Opinion – Sécurité et bien-être, un luxe à l’hôpital?
Sebara Gashi, infirmière clinicienne spécialisée | Monsieur Rochat est perdu. Ces derniers temps, il perdait son chemin et il oubliait ses clefs. Alors, quand il a ouvert les yeux et s’est retrouvé entouré de blouses blanches, il a perdu la tête. « Laissez-moi, je veux rentrer chez moi ».
En moins de 24 heures, il a transité par plus de cinq services et rencontré plus de 30 professionnels de la santé. Il est totalement chamboulé, lui qui vit seul depuis le décès de sa femme. Très agité, il a développé ce qu’on appelle un « état confusionnel aigu ». Sa fille Sophie peine à le reconnaître. Elle s’inquiète et se demande si l’hôpital prend vraiment soin de son père. Elle peine à trouver de l’écoute auprès de l’équipe. Elle constate que les aides-soignantes, les assistantes en soins et santé communautaire et les infirmières sont débordées par les imprévus et les urgences. Souvent lors de ses visites, elle constate l’agitation constante qui règne dans le service et n’ose interpeller personne pour exprimer ses craintes. Un jour, devant Léa, infirmière jeune diplômée, elle craque.

----------

§ À compléter
1 - Modifiez le passage du texte sur Monsieur Rochat allant de "En moins de" jusqu'à "diplômée, elle craque." inclus, en remplaçant "débordées" par "dépassées".
2 - Rédigez la suite du texte sur Monsieur Rochat, à partir de sa dernière phrase.
Les entrées ne sont pas nécessaires ici.

§ Entrées issues d'une source de données
----------

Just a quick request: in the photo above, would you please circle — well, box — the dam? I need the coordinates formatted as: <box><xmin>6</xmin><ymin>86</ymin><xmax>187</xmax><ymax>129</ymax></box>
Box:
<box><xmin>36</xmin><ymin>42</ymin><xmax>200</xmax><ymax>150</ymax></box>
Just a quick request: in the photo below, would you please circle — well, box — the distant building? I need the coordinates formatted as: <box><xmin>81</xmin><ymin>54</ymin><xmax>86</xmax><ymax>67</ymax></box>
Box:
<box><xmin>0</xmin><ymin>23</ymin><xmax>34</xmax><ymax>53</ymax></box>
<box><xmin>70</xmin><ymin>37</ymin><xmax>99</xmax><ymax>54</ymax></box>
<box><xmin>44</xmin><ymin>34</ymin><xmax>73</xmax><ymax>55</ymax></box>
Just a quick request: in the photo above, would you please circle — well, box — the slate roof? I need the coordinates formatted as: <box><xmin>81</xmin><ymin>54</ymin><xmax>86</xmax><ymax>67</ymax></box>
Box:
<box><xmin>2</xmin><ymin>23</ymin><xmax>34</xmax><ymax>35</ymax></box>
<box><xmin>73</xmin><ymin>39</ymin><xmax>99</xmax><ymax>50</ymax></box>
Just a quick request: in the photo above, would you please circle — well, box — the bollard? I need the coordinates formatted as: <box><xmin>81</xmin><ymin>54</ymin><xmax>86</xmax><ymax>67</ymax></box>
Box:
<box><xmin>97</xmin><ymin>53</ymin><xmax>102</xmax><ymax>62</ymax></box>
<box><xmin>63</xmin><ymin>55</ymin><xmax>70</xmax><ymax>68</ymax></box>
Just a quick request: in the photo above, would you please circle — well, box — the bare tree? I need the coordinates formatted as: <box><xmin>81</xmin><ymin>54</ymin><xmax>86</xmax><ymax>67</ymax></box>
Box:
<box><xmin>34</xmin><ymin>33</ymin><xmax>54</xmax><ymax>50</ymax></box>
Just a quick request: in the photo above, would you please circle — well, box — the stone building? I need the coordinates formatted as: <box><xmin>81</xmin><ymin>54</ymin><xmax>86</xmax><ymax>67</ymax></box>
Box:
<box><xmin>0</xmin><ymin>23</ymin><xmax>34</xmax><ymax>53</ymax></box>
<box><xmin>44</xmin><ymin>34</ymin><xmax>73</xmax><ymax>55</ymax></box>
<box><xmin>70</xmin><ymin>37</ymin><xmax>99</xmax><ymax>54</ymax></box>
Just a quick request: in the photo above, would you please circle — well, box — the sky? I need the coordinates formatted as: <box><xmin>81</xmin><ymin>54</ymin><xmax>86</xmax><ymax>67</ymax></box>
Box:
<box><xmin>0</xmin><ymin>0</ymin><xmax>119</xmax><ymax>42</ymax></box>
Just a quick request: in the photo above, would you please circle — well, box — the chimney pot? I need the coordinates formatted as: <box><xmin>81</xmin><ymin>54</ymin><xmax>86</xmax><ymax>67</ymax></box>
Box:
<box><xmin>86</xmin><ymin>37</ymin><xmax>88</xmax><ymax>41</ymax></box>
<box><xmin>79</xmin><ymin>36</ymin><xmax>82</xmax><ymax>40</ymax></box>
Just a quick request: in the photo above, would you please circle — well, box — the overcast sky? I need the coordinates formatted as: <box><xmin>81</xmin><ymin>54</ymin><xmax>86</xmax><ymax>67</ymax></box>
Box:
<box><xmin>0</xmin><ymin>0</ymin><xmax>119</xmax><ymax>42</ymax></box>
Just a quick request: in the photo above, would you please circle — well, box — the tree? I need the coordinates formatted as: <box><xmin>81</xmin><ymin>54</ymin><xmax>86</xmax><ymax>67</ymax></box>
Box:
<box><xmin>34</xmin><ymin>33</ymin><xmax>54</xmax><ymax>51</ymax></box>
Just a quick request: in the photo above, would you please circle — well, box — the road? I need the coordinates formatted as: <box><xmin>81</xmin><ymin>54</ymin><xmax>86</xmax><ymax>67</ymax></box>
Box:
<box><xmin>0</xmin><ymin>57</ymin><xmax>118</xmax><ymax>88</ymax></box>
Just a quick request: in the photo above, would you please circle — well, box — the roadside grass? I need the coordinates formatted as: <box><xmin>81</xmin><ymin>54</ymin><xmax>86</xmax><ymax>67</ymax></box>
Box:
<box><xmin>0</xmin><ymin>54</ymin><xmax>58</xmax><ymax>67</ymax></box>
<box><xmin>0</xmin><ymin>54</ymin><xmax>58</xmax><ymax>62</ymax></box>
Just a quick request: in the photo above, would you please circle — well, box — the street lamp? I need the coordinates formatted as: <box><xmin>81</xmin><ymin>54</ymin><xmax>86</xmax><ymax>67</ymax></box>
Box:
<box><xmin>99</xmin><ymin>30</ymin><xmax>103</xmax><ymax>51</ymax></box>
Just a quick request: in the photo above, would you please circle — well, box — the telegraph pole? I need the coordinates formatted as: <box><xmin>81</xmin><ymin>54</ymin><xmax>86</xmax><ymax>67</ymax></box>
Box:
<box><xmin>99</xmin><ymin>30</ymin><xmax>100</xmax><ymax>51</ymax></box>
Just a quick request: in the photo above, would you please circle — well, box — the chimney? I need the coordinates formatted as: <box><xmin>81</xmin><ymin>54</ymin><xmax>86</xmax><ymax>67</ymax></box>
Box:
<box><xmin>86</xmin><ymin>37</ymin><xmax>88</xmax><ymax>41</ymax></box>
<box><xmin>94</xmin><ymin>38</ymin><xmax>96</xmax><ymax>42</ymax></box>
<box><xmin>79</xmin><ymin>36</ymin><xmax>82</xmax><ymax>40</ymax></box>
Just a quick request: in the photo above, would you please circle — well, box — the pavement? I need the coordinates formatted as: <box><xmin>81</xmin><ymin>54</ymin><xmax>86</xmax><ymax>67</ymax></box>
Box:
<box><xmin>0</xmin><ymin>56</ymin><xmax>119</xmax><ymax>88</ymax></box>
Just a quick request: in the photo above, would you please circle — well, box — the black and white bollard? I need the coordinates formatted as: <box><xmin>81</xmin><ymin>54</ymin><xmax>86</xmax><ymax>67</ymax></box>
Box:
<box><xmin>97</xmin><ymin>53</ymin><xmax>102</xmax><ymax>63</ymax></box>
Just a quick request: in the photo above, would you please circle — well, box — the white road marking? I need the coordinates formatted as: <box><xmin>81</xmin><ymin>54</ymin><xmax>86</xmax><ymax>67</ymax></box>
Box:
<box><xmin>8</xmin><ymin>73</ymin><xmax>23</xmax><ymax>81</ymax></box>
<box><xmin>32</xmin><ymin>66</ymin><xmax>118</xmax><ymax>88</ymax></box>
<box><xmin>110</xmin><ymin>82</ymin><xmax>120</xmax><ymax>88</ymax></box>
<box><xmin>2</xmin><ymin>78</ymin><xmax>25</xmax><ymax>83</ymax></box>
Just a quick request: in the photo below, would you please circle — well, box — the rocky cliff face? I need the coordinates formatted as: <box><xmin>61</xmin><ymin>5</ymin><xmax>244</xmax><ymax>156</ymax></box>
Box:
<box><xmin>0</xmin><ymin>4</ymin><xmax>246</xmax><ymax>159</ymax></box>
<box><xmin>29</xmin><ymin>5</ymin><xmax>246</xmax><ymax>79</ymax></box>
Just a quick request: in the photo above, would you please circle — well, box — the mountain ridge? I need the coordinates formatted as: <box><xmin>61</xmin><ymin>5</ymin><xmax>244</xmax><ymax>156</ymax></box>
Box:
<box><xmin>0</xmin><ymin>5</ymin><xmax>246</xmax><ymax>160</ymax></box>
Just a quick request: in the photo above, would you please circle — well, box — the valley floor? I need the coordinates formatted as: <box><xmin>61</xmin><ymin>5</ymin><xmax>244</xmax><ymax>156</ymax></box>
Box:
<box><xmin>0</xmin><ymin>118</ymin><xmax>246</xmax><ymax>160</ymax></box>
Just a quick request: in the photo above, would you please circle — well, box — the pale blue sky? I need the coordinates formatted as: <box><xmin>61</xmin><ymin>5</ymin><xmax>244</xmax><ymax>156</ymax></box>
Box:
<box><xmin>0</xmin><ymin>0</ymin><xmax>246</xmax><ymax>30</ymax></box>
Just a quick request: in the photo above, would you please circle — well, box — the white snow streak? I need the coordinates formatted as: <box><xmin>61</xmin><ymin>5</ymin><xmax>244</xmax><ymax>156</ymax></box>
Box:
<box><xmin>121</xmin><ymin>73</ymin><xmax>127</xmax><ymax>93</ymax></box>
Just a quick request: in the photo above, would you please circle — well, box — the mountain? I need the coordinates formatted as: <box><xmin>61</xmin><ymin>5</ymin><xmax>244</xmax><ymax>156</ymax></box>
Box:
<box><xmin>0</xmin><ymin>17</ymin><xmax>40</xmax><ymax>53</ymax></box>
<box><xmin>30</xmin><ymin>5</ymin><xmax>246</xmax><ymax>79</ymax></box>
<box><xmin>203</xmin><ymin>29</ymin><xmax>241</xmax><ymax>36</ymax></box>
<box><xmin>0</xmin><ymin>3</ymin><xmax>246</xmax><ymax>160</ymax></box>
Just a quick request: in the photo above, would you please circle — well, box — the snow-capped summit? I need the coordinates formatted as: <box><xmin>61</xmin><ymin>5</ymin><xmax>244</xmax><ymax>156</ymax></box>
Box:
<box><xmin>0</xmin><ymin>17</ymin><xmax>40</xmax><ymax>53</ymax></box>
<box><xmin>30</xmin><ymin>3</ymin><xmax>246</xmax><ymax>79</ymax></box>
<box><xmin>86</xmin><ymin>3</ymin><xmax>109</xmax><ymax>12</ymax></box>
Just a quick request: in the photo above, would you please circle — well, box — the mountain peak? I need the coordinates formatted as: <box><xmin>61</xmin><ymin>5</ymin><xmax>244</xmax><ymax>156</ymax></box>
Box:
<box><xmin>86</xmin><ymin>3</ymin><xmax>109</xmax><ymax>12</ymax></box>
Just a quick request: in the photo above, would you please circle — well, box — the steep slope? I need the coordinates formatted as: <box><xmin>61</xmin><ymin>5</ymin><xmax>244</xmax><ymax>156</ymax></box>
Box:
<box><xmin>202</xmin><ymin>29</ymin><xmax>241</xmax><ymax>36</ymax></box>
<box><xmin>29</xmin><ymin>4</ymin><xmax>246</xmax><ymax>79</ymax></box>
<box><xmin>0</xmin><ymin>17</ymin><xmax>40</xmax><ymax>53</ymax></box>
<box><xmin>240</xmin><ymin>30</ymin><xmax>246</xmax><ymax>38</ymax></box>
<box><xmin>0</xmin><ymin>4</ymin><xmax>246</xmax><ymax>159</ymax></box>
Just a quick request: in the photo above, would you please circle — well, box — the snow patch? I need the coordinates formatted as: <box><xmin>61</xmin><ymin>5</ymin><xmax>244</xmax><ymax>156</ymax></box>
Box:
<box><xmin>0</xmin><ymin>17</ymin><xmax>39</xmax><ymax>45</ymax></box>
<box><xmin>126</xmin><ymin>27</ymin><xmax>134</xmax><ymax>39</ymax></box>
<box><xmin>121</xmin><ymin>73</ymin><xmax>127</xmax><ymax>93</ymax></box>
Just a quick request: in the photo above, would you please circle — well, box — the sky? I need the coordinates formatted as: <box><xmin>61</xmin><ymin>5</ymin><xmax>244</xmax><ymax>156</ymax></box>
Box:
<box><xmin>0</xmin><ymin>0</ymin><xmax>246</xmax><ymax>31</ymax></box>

----------

§ Réponses numérotées
1 -
En moins de 24 heures, il a transité par plus de cinq services et rencontré plus de 30 professionnels de la santé. Il est totalement chamboulé, lui qui vit seul depuis le décès de sa femme. Très agité, il a développé ce qu’on appelle un « état confusionnel aigu ». Sa fille Sophie peine à le reconnaître. Elle s’inquiète et se demande si l’hôpital prend vraiment soin de son père. Elle peine à trouver de l’écoute auprès de l’équipe. Elle constate que les aides-soignantes, les assistantes en soins et santé communautaire et les infirmières sont dépassées par les imprévus et les urgences. Souvent lors de ses visites, elle constate l’agitation constante qui règne dans le service et n’ose interpeller personne pour exprimer ses craintes. Un jour, devant Léa, infirmière jeune diplômée, elle craque.

2 -
Léa s’excuse de ne pas avoir perçu plus rapidement les besoins de Sophie et de son père. Elle fait pourtant de son mieux. Mais, le système de santé actuel est fragmenté, fragilisé par la pandémie. Cela l’oblige à réaliser des soins de plus en plus rapidement. Elle se retrouve contrainte à délaisser ses patients pour répondre aux nombreuses autres tâches qui lui sont confiées. A bout de souffle et sous pression, elle se demande souvent ce qu’elle fait encore à l’hôpital. Elle pensait avoir choisi une profession dans les soins. Malheureusement, les contraintes administratives et économiques ne lui laissent que peu de temps pour une prise en charge humaine et globale.
L’initiative pour les soins infirmiers forts qui sera votée le 28 novembre prochain lui donne un peu d’espoir.
Avec un OUI, elle pourrait offrir plus de soins de qualité et sécuritaires à ses patients. En effet, avec des effectifs supérieurs et mieux formés, elle pourrait avoir plus de temps pour offrir du confort et du réconfort. L’accompagnement des familles est pratiquement impossible de nos jours à l’hôpital. Pourtant, souvent les proches aidants sont indispensables pour le maintien à domicile de la population âgée. De nos jours, il n’est pas rare que certains patients développent de graves complications, possiblement fatales, car le personnel soignant se retrouve contraint à négliger des surveillances essentielles. Les demandes en soins augmentent de manière exponentielle, pourtant les effectifs eux restent pratiquement inchangés, voire diminués.
En améliorant les conditions de travail, grâce à un OUI, le personnel soignant resterait davantage dans la profession. Aujourd’hui, beaucoup d’entre eux quittent le domaine des soins prématurément.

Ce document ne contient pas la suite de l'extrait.